Rows taken from a segmentation dataset:
----------------
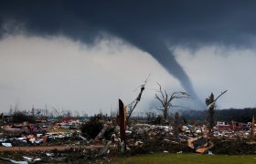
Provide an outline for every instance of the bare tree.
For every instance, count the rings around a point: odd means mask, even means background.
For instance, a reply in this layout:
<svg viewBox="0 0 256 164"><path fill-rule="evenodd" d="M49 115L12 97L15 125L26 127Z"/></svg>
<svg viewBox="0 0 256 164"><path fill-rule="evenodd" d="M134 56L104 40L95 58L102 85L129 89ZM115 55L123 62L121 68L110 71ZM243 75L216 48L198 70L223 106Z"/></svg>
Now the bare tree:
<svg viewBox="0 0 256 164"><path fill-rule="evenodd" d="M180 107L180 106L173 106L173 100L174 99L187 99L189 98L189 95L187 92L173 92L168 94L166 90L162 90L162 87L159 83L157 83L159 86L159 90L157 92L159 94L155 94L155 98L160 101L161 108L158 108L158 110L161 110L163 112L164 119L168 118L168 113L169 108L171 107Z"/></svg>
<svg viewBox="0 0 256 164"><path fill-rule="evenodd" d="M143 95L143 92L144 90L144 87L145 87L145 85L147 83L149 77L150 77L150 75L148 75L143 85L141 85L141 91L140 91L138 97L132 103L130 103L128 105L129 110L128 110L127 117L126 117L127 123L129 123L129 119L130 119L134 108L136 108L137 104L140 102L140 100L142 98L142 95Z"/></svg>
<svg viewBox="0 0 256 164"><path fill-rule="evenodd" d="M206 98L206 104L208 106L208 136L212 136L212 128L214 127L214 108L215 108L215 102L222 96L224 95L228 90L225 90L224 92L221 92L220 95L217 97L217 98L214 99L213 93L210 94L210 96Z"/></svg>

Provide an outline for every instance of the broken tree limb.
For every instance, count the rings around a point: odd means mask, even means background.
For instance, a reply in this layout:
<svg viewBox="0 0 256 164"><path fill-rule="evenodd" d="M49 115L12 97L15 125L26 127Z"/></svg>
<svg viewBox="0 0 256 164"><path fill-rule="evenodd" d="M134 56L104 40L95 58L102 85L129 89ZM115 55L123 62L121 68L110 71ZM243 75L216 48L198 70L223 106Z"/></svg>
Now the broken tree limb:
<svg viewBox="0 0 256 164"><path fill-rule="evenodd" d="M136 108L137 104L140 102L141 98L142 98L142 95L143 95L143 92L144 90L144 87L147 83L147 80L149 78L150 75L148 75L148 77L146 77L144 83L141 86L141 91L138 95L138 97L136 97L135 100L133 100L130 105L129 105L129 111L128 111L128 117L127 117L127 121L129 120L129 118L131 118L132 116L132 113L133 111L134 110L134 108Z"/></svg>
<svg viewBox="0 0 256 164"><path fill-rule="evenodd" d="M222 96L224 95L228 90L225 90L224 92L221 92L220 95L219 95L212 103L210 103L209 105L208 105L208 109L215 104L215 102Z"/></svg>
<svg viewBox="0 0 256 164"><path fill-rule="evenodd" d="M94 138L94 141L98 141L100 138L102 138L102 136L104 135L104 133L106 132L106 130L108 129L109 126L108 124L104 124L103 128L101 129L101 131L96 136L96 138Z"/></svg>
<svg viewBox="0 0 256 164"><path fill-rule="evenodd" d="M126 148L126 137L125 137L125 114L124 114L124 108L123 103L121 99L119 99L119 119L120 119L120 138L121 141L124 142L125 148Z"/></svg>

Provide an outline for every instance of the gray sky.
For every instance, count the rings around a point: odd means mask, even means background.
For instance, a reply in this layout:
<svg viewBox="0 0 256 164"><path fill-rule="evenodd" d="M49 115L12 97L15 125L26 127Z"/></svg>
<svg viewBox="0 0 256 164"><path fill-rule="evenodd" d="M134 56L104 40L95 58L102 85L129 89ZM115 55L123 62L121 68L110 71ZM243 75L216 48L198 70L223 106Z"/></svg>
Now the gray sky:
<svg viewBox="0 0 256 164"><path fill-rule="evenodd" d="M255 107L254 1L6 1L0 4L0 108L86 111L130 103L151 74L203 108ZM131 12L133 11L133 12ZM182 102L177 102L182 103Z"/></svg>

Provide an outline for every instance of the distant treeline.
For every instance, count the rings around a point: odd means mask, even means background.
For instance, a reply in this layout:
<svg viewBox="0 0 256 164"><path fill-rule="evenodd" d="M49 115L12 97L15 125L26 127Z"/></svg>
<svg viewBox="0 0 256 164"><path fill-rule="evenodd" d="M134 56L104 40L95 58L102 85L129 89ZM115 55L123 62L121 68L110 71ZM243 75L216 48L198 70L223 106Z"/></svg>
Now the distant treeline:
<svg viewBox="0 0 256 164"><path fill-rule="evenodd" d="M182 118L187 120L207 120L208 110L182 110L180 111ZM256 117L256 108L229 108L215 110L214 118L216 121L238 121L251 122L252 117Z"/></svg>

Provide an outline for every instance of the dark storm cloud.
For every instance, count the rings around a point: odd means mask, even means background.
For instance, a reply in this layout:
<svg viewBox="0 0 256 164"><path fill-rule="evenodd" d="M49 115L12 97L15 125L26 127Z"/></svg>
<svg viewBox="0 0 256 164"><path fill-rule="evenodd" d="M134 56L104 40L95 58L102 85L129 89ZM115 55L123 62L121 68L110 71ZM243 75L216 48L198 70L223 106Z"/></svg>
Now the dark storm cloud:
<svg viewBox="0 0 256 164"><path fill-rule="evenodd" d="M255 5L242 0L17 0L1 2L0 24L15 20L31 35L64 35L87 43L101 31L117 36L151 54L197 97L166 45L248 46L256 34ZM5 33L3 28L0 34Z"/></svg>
----------------
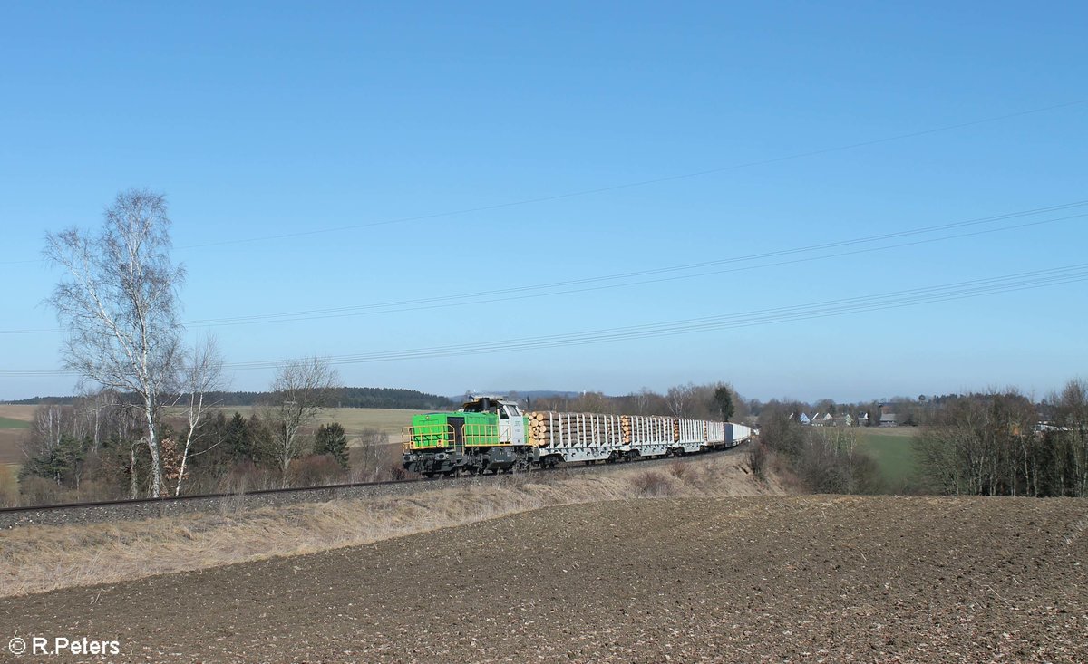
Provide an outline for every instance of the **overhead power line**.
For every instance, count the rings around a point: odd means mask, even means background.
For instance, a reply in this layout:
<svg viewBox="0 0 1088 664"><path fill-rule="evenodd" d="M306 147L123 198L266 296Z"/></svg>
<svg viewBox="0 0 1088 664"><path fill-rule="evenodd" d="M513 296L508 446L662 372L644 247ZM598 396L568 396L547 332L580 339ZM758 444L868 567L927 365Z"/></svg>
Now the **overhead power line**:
----------------
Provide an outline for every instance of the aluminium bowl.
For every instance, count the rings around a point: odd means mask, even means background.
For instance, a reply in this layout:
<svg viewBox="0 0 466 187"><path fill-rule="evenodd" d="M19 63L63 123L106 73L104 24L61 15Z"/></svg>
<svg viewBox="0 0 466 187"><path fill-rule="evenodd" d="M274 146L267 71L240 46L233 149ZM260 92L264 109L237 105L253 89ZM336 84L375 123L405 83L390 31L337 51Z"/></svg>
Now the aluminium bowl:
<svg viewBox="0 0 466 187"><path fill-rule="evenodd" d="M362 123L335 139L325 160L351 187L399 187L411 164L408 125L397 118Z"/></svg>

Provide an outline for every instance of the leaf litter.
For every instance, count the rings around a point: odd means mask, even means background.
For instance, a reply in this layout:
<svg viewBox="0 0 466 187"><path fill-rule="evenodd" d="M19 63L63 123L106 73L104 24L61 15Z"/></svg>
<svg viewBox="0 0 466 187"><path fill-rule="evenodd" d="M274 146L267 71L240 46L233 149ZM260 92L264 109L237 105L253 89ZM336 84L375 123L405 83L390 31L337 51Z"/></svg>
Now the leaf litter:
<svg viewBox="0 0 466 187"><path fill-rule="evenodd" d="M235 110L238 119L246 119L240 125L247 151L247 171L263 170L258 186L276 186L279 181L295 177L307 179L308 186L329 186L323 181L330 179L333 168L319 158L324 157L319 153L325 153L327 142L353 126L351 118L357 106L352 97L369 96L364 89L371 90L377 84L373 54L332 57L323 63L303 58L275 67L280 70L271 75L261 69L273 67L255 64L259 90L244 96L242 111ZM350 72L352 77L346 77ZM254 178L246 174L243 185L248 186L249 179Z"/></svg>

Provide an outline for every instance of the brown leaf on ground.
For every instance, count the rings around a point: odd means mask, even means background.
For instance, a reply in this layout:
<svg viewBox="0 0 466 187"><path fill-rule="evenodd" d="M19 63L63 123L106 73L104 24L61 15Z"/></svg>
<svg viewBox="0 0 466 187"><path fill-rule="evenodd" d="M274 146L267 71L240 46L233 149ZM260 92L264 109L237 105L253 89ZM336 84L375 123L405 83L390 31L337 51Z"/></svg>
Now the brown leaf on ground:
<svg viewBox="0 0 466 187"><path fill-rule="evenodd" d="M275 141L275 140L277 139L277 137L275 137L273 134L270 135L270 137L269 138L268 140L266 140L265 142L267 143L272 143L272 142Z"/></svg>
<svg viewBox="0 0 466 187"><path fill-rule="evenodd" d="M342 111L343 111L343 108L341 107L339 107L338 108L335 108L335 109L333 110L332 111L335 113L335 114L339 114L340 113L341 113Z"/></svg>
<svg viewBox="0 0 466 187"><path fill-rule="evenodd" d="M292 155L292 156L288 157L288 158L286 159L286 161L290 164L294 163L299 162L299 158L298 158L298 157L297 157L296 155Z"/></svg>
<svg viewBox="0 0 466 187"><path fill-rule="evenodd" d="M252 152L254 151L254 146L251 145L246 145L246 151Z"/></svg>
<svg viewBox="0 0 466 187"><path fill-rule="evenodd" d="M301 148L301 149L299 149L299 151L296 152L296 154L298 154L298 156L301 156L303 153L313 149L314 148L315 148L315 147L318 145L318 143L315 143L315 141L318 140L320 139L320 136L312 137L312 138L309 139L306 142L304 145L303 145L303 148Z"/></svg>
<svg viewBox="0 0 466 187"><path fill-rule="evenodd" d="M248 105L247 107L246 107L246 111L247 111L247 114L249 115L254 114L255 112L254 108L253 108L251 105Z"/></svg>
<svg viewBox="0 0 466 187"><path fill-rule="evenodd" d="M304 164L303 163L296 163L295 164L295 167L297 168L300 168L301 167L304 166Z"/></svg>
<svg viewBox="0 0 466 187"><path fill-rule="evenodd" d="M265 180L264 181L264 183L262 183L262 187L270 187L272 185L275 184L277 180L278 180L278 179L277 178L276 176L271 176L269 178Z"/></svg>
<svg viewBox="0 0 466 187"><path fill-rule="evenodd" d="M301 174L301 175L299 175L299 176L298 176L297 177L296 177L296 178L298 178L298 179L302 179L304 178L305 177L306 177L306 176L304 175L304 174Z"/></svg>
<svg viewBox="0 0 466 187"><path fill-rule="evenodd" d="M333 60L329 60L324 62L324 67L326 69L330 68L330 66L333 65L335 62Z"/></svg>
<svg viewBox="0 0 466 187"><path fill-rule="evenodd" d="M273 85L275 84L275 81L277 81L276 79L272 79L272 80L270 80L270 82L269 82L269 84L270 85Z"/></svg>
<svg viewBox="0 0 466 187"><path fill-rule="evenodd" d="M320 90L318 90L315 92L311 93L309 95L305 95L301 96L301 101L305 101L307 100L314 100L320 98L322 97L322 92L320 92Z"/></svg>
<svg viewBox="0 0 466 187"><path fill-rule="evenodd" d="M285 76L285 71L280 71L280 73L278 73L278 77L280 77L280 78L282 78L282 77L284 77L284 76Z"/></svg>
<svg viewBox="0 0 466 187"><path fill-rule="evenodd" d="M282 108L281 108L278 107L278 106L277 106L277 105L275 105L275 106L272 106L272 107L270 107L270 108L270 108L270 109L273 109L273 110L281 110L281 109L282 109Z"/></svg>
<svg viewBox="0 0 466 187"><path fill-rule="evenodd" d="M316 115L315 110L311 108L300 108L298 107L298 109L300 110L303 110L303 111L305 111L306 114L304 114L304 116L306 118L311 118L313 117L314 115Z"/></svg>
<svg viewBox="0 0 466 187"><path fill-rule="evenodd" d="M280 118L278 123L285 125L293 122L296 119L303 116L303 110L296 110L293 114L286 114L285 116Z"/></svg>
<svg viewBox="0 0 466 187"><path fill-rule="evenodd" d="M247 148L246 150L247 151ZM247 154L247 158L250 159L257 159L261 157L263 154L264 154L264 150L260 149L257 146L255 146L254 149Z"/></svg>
----------------
**Exercise requirements:** Will you reproduce, character for character, the part of the material that opens with the line containing "Provide an outline for every instance of the dark" and closes with the line containing "5L242 0L17 0L1", including both of those lines and nothing else?

**The result:**
Provide an outline for every instance of the dark storm cloud.
For every instance, count the rings around a point: odd means mask, even means background.
For instance, a reply in this layout:
<svg viewBox="0 0 256 164"><path fill-rule="evenodd" d="M49 115L12 97L15 125L26 127Z"/></svg>
<svg viewBox="0 0 256 164"><path fill-rule="evenodd" d="M134 56L104 40L95 58L102 85L129 89ZM115 55L123 62L121 68L110 71ZM243 75L216 48L198 70L223 106Z"/></svg>
Now the dark storm cloud:
<svg viewBox="0 0 256 164"><path fill-rule="evenodd" d="M255 5L242 0L17 0L1 2L0 24L15 20L31 35L64 35L87 43L101 31L117 36L151 54L197 97L166 45L248 46L256 34ZM5 33L3 28L0 34Z"/></svg>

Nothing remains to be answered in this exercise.